--- Data listing ---

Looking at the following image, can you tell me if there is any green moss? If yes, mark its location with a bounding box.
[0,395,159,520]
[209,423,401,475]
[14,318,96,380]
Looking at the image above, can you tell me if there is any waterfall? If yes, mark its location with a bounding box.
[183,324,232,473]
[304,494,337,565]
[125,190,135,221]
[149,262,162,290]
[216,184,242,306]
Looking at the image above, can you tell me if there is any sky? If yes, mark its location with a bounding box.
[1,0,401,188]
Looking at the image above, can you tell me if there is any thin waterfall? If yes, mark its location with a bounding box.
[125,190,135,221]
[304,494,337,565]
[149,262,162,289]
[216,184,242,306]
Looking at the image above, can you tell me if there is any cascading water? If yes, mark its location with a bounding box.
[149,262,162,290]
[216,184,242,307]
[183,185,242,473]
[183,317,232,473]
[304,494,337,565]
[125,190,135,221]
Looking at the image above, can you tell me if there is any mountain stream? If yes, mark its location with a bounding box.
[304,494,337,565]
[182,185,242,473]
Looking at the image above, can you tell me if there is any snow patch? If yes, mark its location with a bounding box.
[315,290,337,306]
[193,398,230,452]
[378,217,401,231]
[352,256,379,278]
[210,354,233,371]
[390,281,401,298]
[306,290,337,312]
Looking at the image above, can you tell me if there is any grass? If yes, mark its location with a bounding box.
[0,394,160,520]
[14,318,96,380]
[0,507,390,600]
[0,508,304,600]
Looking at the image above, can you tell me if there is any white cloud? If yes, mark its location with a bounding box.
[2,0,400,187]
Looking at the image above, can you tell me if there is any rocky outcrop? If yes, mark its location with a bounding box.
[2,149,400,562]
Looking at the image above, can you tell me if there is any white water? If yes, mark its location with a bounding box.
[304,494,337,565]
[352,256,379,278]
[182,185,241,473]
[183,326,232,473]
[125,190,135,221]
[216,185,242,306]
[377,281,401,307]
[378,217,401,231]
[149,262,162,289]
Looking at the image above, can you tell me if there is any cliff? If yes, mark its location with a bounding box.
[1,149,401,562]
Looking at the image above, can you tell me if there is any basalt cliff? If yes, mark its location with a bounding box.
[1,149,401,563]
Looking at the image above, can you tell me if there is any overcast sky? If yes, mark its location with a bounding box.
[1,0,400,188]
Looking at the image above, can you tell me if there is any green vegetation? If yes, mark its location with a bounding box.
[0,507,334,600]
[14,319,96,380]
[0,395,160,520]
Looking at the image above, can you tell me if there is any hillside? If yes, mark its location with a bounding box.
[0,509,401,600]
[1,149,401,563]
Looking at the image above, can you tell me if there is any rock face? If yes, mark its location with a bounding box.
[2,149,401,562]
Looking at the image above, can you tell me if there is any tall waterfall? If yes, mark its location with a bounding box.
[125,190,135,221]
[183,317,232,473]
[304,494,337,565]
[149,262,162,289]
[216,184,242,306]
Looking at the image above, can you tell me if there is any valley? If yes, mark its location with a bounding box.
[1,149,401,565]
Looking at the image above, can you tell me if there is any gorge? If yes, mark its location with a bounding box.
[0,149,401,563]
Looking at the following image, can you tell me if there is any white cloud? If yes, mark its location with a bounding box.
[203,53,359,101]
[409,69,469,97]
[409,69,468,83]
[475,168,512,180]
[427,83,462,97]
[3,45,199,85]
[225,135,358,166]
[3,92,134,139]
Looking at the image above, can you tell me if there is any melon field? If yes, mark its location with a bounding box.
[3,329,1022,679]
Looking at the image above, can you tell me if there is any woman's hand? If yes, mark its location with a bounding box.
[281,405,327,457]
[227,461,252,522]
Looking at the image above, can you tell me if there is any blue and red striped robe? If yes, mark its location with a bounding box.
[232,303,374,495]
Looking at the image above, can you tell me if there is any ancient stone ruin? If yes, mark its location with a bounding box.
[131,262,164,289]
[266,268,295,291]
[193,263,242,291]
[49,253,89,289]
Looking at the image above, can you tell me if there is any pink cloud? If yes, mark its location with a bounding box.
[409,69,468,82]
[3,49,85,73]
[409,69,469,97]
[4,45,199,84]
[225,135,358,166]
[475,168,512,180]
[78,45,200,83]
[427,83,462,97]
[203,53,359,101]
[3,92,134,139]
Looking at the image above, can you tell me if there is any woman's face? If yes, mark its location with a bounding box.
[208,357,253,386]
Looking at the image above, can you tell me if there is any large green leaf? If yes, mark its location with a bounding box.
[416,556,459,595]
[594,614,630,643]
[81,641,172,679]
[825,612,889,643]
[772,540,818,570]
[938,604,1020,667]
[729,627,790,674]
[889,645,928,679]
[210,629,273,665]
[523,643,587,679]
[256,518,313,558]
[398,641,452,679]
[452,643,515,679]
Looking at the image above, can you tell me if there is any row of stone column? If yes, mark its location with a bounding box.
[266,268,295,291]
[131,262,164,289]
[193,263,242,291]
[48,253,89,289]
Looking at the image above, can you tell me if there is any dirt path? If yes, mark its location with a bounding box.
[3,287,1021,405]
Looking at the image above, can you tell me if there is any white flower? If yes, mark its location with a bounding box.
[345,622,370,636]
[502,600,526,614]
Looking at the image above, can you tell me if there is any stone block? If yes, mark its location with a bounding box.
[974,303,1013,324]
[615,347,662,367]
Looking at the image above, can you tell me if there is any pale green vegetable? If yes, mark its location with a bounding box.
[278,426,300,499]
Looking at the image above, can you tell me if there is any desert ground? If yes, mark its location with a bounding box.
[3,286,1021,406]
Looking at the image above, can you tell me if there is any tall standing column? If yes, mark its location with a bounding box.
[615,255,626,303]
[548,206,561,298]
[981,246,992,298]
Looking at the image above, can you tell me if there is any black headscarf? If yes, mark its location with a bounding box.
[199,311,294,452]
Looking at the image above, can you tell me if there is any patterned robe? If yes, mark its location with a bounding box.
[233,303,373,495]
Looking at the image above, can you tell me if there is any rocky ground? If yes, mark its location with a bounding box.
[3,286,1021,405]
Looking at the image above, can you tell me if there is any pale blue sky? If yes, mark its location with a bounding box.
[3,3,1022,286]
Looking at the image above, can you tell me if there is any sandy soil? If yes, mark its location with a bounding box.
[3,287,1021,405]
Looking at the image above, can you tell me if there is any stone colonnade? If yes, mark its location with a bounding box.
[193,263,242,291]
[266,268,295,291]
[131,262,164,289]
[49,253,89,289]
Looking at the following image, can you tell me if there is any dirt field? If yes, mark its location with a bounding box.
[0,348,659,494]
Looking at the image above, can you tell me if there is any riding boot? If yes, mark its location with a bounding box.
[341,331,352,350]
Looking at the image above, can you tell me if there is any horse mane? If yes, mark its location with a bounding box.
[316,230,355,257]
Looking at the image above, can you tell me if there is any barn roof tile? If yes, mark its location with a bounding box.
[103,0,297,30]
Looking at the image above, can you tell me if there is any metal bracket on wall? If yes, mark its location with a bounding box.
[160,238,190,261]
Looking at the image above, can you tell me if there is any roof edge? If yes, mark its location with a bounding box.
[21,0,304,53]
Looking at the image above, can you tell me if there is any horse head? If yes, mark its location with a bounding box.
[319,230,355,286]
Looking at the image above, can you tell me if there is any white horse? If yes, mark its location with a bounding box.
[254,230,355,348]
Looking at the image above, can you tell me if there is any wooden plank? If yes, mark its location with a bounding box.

---

What to produce: Set every line of the material above into a numbered list, skipping any blank lines.

Completed task:
1. Looking at the following image, can you tell me if there is any green moss? If yes, mark its location with a bounding box.
2. [0,395,159,520]
3. [209,423,401,475]
4. [14,318,96,380]
5. Looking at the image above, can you tell me if there is any waterfall? If yes, mark its location with a bounding box.
6. [183,324,232,473]
7. [304,494,337,565]
8. [125,190,135,221]
9. [149,262,162,290]
10. [216,184,242,306]
11. Looking at the image above, can you tell me if there is any sky? If yes, mark its location with a bounding box.
12. [1,0,401,188]
13. Looking at the image above, can you tell me if there is any thin waterfall? If yes, mark its location with a bounding box.
14. [125,190,135,221]
15. [304,494,337,565]
16. [149,262,162,289]
17. [216,184,242,306]
18. Looking at the image above, can you tell me if there is any cascading water? If yes, mark its location with a bounding box.
19. [149,262,162,290]
20. [216,184,242,307]
21. [183,185,242,473]
22. [183,317,232,473]
23. [304,494,337,565]
24. [125,190,135,221]
25. Looking at the image above, can you tell me if there is any mountain stream? If yes, mark its location with a bounding box.
26. [304,494,337,565]
27. [182,185,242,473]
28. Looking at the image above, can you tell me if there is any snow patch? If yes, mark its location with a bounding box.
29. [315,290,337,306]
30. [193,398,230,452]
31. [378,217,401,231]
32. [352,256,379,278]
33. [210,354,233,371]
34. [390,281,401,298]
35. [306,290,337,312]
36. Looking at the image above, can you tell me if there is any grass? If yes, mark its location with a bounding box.
37. [0,394,160,520]
38. [14,318,96,380]
39. [0,507,390,600]
40. [0,508,304,600]
41. Looking at the image above, can you tell me if there is any white cloud? If yes, mark its location with a bounding box.
42. [2,0,400,187]
43. Looking at the image above, can you tell me if there is any rocky outcrop? If yes, mark its location with a bounding box.
44. [2,149,400,562]
45. Looking at the image above, can you tell me if there is any white water? If yes, mark its location with a bounding box.
46. [304,494,337,565]
47. [352,256,379,278]
48. [182,185,241,473]
49. [183,326,232,473]
50. [125,190,135,221]
51. [216,185,242,306]
52. [377,281,401,307]
53. [378,217,401,231]
54. [149,262,162,289]
55. Looking at the image above, can you tell me if there is any cliff? If yes, mark its location with a bounding box.
56. [1,149,401,562]
57. Looking at the image above, can you tell me if there is any basalt cliff? If yes, mark its location with a bounding box.
58. [1,149,401,563]
59. Looking at the image above, can you tell me if there is any overcast sky? If yes, mark its location with a bounding box.
60. [1,0,400,188]
61. Looking at the image above, can you tell me if there is any green vegetation? If yes, mark its location with a bounding box.
62. [0,507,334,600]
63. [14,319,96,380]
64. [0,395,160,520]
65. Looking at the image above, can you tell me if there is any hillside? If yes, mark its location with a bounding box.
66. [0,509,401,600]
67. [1,149,401,563]
68. Looking at the image above, can you tell me if there is any rock face? If yes, mark its location with a bounding box.
69. [2,149,401,562]
70. Looking at the image above, can you tell me if there is any tall waterfall? If yes, mark its location with a bounding box.
71. [125,190,135,221]
72. [183,317,232,473]
73. [304,494,337,565]
74. [149,262,162,289]
75. [216,184,242,306]
76. Looking at the image above, can you tell me if there is any valley? If yes, mark its location with a bounding box.
77. [1,149,401,565]
78. Looking at the image above, can you tell me if there is any gorge? If yes, mark its location with a bounding box.
79. [0,149,401,563]
80. Looking at the following image, can you tell me if there is any white cloud? If yes, mark its location with a bounding box.
81. [203,53,359,101]
82. [409,69,469,97]
83. [409,69,468,83]
84. [475,168,512,180]
85. [427,83,462,97]
86. [3,45,199,85]
87. [225,135,358,166]
88. [3,92,134,139]
89. Looking at the image above, can you tell me if there is any melon field? If yes, mark its location with a bounding box.
90. [3,329,1022,679]
91. Looking at the image above, can you tell me if there is any woman's hand? If yes, mark its location with a bounding box.
92. [281,405,327,457]
93. [227,461,252,522]
94. Looking at the image above, can you tell me if there is any blue and red striped robe? If yes, mark its location with a bounding box.
95. [232,303,374,495]
96. Looking at the image above, can you tell me if there is any ancient stone ruin? If yes, mark its location with a bounding box.
97. [131,262,164,289]
98. [266,268,295,291]
99. [193,263,242,291]
100. [49,253,89,289]
101. Looking at the image above, can you tell me if there is any pink cloud? If yes, mark its location with a bounding box.
102. [409,69,468,82]
103. [3,49,85,73]
104. [409,69,469,97]
105. [4,45,199,84]
106. [225,135,358,166]
107. [475,168,512,180]
108. [78,45,200,83]
109. [427,83,462,97]
110. [203,53,359,101]
111. [3,92,134,139]
112. Looking at the image above, can you tell me if there is any woman's face? If yes, mark its location with a bounding box.
113. [208,357,253,386]
114. Looking at the image above, can you tell me if there is any large green leaf? If yes, mark its location with a bounding box.
115. [416,556,459,595]
116. [594,614,630,643]
117. [81,641,172,679]
118. [825,612,889,643]
119. [772,540,818,570]
120. [938,604,1020,667]
121. [729,627,790,674]
122. [889,645,928,679]
123. [210,629,273,665]
124. [523,643,587,679]
125. [256,518,313,558]
126. [398,641,452,679]
127. [452,643,515,679]
128. Looking at the image above, can you tell me if there is any row of stone column? If yes, mark its location with a bounding box.
129. [266,268,295,291]
130. [131,262,164,289]
131. [193,263,242,291]
132. [48,253,89,289]
133. Looking at the image above, can you tell me if there is any dirt path? If yes, mark its location with a bounding box.
134. [3,287,1021,405]
135. Looking at the image above, can you tell me if there is any white flower? If yes, mark its location with a bounding box.
136. [345,622,370,636]
137. [502,600,526,614]
138. Looking at the image above, can you tell me if there is any stone block? If yes, mark its location with a bounding box.
139. [974,303,1013,324]
140. [615,347,662,367]
141. Looking at the image above, can you tell me if there is any pale green vegetable? If yes, mark its location with a bounding box.
142. [278,426,300,499]
143. Looking at the image above, can you tell me if there is any desert ground? If yes, mark its location with a bounding box.
144. [3,286,1021,406]
145. Looking at the image above, can you tell me if there is any tall standing column? If yes, mark its location with a bounding box.
146. [615,255,626,303]
147. [548,206,561,298]
148. [981,246,992,298]
149. Looking at the image above, can you tell me if there is any black headscarf? If yes, mark its location with a bounding box.
150. [199,311,294,452]
151. Looking at the image above, can you tell me if there is any patterned robe? If yes, mark its location with a bounding box.
152. [233,303,373,495]
153. Looking at the image above, can you tell me if there is any rocky ground? If yes, mark its location with a bounding box.
154. [3,286,1021,405]
155. Looking at the image above, can you tell me if there is any pale blue sky? If yes, mark its location with a bounding box.
156. [3,3,1022,286]
157. Looking at the image above, can you tell me if there is any sandy soil? If yes, mark its location with a bounding box.
158. [3,287,1021,405]
159. Looking at the image above, can you tell me if there is any stone colonnade? If yes, mark its location with a bounding box.
160. [193,263,242,291]
161. [266,268,295,291]
162. [131,262,164,289]
163. [49,253,89,289]
164. Looking at the following image, can you tell me if there is any dirt field? If yes, mark its location with a bounding box.
165. [0,348,659,494]
166. Looking at the image above, can you tell me if there is any riding boot? If yes, mark its location with a bounding box.
167. [341,331,352,350]
168. Looking at the image above, can you tell me if there is any horse mane? If yes, mark its location with a bounding box.
169. [316,230,355,257]
170. Looking at the image above, can you tell me if there is any barn roof tile? If yes, mark its location with a bounding box.
171. [103,0,297,30]
172. Looking at the image above, can you tell me if there is any metal bracket on wall? If yes, mark its location with a bounding box.
173. [160,238,190,261]
174. Looking at the image above, can you tell me if there is any roof edge? If yes, mark its location with a bounding box.
175. [21,0,304,53]
176. Looking at the image above, can you tell me if there is any horse head? If yes, mark its location with a bounding box.
177. [319,230,355,286]
178. Looking at the image above, can you tell me if there is any white horse? If yes, mark its location with a bounding box.
179. [254,230,355,348]
180. Looking at the image above, can you tell me if there is any wooden plank? If yes, mark its location with a bounding box.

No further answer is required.